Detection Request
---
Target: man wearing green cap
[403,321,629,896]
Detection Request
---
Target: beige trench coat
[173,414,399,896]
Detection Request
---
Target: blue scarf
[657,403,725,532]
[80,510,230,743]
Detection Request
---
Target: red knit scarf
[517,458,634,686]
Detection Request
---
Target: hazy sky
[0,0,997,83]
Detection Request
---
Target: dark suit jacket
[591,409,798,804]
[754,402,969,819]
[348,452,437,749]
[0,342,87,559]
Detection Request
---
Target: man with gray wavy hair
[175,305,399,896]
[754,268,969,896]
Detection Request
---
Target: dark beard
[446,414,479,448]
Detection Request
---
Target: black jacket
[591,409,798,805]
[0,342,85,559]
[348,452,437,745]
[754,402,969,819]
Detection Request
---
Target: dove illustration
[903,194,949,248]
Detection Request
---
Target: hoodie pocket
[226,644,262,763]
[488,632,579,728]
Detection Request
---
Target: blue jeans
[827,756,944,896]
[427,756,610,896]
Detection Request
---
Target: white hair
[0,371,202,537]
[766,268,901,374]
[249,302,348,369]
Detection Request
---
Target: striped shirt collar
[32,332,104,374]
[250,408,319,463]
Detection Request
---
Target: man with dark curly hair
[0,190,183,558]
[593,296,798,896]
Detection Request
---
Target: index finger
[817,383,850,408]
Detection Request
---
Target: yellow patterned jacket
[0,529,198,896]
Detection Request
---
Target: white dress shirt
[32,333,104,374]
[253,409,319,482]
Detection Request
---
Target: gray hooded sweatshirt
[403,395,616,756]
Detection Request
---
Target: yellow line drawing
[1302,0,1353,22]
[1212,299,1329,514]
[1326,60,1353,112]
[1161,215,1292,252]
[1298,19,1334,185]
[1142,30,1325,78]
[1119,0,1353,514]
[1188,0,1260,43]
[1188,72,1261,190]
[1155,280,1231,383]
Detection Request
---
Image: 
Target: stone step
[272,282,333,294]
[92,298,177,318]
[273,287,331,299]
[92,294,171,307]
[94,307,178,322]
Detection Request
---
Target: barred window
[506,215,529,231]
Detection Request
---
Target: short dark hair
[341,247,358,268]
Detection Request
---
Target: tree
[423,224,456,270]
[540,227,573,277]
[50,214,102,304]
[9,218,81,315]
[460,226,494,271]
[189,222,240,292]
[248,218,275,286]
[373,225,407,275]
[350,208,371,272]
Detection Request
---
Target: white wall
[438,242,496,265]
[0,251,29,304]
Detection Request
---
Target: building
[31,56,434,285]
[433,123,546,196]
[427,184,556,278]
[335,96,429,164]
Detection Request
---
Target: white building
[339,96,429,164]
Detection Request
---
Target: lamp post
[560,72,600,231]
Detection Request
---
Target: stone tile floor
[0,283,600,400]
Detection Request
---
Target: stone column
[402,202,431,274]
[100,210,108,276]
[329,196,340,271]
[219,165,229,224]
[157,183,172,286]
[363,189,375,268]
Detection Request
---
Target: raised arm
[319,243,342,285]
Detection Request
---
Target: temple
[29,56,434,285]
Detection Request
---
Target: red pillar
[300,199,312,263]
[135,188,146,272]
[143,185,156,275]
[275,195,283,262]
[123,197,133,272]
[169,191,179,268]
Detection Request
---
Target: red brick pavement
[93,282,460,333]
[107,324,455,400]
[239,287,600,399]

- - -

— Set exercise —
Pick out every line of the listing that contains the string "dark". Treat uppercase and lowercase letters as different.

— Result of this exercise —
Target: dark suit jacket
Target: dark beard
Target: man with dark curly hair
Target: short dark hair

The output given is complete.